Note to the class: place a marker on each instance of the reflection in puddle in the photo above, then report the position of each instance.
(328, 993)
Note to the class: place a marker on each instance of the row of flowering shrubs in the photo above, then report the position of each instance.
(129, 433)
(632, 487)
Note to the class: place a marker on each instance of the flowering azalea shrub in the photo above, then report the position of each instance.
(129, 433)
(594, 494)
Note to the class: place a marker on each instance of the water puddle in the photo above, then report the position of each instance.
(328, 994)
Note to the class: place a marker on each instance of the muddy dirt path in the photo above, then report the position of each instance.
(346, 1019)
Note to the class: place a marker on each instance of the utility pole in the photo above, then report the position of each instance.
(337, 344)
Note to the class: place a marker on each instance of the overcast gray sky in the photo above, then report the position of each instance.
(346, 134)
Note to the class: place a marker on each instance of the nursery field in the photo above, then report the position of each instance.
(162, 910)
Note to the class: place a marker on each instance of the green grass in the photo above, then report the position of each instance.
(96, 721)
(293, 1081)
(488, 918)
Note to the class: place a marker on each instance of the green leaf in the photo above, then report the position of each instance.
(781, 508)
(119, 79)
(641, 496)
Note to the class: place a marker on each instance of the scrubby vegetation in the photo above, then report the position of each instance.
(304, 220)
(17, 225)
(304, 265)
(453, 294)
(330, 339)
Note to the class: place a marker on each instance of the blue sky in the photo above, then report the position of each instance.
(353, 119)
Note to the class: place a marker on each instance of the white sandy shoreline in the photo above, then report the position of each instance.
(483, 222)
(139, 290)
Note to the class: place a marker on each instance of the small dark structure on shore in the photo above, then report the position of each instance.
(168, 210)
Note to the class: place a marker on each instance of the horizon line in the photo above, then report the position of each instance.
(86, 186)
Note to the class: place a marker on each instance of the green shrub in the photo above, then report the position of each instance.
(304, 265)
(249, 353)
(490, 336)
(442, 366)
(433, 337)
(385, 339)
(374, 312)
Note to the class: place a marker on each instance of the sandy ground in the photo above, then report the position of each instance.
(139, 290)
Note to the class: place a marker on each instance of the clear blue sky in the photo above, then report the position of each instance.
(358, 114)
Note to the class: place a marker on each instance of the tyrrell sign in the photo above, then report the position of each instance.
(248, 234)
========================
— Problem —
Please write out the data again, beginning at the line that contains "of the horizon" and stopping after the last line of the data, with every line included and every coordinate offset by adding 125 to each of its numbers.

— Answer to this task —
Note to the class: place a marker on each instance of the horizon line in the photo above, then report the position of each instance.
(211, 311)
Note to the class: place a marker on each instance of the green shrub in the photo above, then report the position of each instance.
(429, 390)
(374, 478)
(615, 461)
(567, 491)
(558, 462)
(510, 464)
(499, 437)
Note to the class: place a marker on each instance of the sandy ground in the photo above, then report the position of each instance.
(264, 415)
Note to the class: place a marker on each instance of the clear blue sky in the photo above, then report the position of each instance.
(483, 239)
Note to the class: place a marker on each instance of the tyrrell sign in the photo above, then report the position of each instance.
(373, 359)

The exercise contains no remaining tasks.